# Description of the task
Count the lines in the items below that contain the word "helmet", and reply with the number alone.

++++ Dataset records

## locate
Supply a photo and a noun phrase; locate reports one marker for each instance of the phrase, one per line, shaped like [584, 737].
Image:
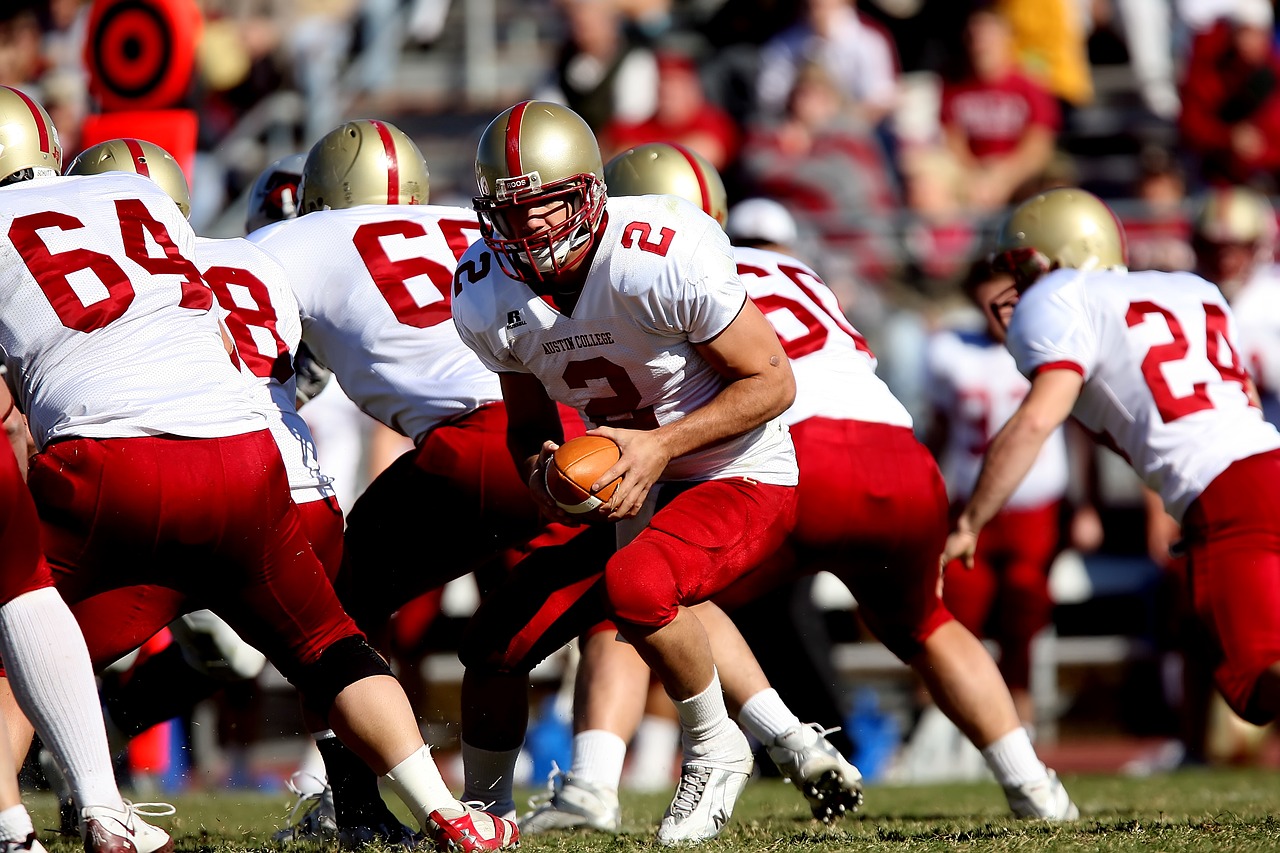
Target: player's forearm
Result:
[1009, 457]
[740, 407]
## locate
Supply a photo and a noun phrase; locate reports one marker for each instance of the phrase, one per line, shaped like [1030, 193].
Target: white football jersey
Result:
[373, 284]
[662, 279]
[259, 310]
[1164, 381]
[833, 366]
[106, 327]
[1257, 318]
[974, 386]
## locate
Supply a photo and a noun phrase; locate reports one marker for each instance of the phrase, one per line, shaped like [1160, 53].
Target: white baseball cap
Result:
[760, 219]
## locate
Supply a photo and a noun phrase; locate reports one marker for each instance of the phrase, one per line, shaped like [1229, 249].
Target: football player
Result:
[376, 309]
[1150, 364]
[631, 311]
[150, 443]
[973, 387]
[49, 669]
[1234, 237]
[856, 451]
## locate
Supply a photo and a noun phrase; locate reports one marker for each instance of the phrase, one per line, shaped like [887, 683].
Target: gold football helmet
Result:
[28, 140]
[274, 195]
[1233, 233]
[531, 158]
[1063, 227]
[667, 168]
[366, 162]
[140, 158]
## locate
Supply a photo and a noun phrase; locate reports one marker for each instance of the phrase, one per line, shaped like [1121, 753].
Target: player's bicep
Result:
[748, 347]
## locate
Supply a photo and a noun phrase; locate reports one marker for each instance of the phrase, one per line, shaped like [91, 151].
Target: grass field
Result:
[1193, 811]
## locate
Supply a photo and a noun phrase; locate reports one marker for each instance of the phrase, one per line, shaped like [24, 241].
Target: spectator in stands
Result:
[599, 73]
[999, 123]
[858, 56]
[684, 115]
[1232, 99]
[1159, 231]
[817, 158]
[1050, 46]
[940, 236]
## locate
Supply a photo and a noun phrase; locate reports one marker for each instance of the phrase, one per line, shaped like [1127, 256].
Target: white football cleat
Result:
[831, 784]
[1045, 799]
[705, 794]
[106, 830]
[574, 803]
[312, 817]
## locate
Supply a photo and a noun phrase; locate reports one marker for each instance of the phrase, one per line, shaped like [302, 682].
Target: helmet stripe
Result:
[698, 173]
[513, 122]
[42, 132]
[392, 162]
[140, 159]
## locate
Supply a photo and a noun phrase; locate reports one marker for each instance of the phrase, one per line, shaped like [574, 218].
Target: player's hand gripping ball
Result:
[576, 465]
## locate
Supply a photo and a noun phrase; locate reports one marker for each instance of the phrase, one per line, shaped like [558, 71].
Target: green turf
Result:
[1193, 811]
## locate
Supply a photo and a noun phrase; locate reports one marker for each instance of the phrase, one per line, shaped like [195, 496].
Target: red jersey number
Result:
[241, 322]
[636, 233]
[1170, 406]
[51, 269]
[624, 407]
[392, 277]
[816, 331]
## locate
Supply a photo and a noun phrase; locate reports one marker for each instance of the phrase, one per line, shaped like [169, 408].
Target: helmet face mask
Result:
[540, 191]
[28, 140]
[274, 195]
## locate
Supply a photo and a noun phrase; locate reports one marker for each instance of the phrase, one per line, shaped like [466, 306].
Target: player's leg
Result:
[895, 514]
[695, 546]
[801, 752]
[1234, 566]
[1025, 607]
[48, 658]
[608, 702]
[551, 596]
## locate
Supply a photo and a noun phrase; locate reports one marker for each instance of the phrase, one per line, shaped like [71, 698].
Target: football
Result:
[575, 466]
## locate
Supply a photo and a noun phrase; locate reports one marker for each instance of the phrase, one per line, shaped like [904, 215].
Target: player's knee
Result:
[640, 587]
[344, 662]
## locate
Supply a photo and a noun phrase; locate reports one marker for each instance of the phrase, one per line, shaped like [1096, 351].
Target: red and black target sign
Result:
[141, 53]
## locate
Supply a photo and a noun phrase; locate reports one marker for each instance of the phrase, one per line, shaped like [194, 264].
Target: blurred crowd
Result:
[892, 132]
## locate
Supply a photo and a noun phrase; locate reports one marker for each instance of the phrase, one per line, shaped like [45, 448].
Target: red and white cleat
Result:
[469, 829]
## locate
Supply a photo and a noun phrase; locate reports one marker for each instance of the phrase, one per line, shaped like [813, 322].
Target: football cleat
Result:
[312, 817]
[705, 794]
[574, 803]
[1045, 799]
[108, 830]
[831, 784]
[30, 844]
[469, 829]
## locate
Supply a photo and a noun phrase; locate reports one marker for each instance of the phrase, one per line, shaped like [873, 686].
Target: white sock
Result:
[705, 725]
[1013, 760]
[16, 824]
[417, 783]
[53, 679]
[490, 778]
[766, 716]
[653, 753]
[598, 758]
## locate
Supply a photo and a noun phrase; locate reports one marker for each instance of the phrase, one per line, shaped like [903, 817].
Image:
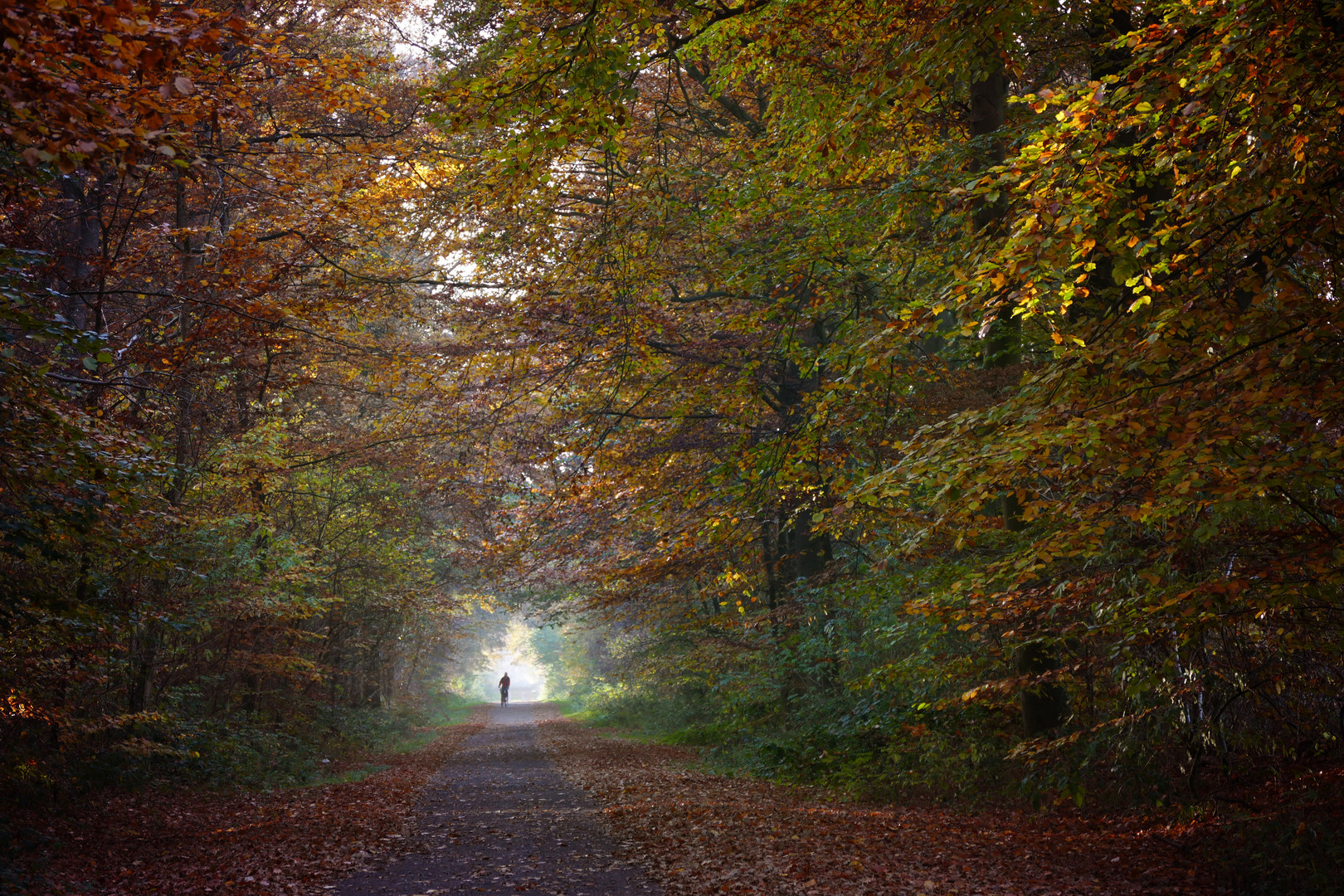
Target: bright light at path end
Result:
[526, 681]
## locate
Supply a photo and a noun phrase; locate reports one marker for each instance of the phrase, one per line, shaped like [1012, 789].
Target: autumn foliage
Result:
[914, 395]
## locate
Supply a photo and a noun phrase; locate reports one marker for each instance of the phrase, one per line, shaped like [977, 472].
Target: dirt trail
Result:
[500, 818]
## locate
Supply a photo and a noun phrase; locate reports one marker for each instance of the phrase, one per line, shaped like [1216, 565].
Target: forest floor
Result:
[520, 800]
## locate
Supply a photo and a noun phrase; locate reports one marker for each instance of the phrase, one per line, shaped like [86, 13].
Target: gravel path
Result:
[500, 818]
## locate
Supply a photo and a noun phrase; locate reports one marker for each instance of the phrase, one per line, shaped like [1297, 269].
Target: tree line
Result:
[916, 394]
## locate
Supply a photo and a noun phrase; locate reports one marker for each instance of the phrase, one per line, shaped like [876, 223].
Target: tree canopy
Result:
[951, 387]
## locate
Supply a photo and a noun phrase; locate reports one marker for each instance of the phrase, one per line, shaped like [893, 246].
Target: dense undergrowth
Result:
[236, 751]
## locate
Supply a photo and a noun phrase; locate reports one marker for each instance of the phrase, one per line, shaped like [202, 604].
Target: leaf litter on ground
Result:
[702, 833]
[284, 843]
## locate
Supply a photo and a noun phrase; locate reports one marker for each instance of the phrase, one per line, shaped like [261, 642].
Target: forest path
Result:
[500, 818]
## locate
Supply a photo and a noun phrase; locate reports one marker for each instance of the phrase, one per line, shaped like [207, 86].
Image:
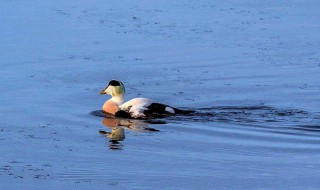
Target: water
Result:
[249, 69]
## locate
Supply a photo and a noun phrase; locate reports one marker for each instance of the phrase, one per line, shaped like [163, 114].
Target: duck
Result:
[136, 107]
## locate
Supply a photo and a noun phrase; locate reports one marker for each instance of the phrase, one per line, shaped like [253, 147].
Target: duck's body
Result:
[135, 108]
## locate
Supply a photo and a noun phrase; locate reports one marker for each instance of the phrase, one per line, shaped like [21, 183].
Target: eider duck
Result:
[135, 108]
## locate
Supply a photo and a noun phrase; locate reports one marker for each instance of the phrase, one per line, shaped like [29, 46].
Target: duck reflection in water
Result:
[118, 126]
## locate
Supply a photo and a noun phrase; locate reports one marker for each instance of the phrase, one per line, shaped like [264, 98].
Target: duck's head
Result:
[115, 89]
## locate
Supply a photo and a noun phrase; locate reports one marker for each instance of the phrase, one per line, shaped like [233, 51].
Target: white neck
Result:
[118, 99]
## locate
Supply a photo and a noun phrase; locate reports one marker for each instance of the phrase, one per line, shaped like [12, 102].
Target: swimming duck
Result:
[135, 108]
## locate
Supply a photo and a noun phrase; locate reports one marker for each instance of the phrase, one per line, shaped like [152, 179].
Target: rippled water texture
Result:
[250, 70]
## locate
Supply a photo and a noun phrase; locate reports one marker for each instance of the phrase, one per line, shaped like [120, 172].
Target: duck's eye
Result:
[114, 83]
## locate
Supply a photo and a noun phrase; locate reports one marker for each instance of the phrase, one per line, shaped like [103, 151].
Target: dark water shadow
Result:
[284, 120]
[118, 126]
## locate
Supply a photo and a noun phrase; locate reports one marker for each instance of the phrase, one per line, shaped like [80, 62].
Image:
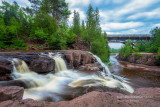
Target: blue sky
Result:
[118, 16]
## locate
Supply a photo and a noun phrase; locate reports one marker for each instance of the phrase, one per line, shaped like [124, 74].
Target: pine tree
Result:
[76, 23]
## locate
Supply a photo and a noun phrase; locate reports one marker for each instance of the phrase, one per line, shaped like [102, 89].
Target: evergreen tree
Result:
[76, 23]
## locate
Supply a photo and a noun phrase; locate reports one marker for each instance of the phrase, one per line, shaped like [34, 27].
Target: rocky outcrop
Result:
[81, 60]
[143, 58]
[143, 96]
[11, 93]
[75, 59]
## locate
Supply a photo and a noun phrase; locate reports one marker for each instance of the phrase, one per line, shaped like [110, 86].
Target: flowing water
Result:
[137, 77]
[65, 83]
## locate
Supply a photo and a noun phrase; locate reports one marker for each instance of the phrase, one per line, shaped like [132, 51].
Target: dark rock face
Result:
[75, 59]
[42, 65]
[146, 59]
[5, 66]
[81, 60]
[11, 93]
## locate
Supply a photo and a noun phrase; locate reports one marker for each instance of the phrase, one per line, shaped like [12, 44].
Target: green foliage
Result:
[126, 50]
[136, 47]
[17, 44]
[112, 50]
[138, 55]
[76, 23]
[158, 55]
[92, 33]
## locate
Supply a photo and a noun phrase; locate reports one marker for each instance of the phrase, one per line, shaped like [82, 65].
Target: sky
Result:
[118, 16]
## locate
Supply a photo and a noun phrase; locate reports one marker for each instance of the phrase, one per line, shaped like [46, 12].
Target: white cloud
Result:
[153, 14]
[120, 26]
[134, 6]
[82, 3]
[114, 1]
[156, 25]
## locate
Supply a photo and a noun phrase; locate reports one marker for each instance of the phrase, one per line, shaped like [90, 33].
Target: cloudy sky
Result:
[118, 16]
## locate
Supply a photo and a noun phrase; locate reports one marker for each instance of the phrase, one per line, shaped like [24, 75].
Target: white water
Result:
[63, 83]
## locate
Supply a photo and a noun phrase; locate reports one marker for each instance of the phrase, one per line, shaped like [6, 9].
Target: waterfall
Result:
[107, 72]
[60, 64]
[55, 86]
[105, 68]
[20, 66]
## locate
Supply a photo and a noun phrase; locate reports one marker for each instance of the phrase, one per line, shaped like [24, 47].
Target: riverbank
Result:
[143, 96]
[141, 58]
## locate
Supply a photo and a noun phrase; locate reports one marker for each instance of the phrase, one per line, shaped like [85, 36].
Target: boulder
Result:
[11, 93]
[42, 65]
[5, 66]
[81, 60]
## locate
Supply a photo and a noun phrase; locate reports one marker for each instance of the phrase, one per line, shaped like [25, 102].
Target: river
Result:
[137, 77]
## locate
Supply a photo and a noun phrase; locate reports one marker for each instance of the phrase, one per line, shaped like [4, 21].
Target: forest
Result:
[46, 21]
[152, 46]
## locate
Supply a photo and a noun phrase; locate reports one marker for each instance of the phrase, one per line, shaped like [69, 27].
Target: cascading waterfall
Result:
[59, 62]
[105, 68]
[64, 82]
[106, 71]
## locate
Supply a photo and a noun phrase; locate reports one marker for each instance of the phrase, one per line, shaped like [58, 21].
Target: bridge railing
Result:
[129, 35]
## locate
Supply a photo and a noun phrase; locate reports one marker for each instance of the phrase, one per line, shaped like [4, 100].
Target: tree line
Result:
[46, 21]
[152, 46]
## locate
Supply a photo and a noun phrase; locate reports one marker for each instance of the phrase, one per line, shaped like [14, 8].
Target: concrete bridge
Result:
[122, 38]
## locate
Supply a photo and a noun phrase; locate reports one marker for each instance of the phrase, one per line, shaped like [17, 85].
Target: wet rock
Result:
[19, 83]
[89, 67]
[5, 66]
[142, 96]
[11, 93]
[81, 60]
[107, 89]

++++++++

# Solution to the exercise
3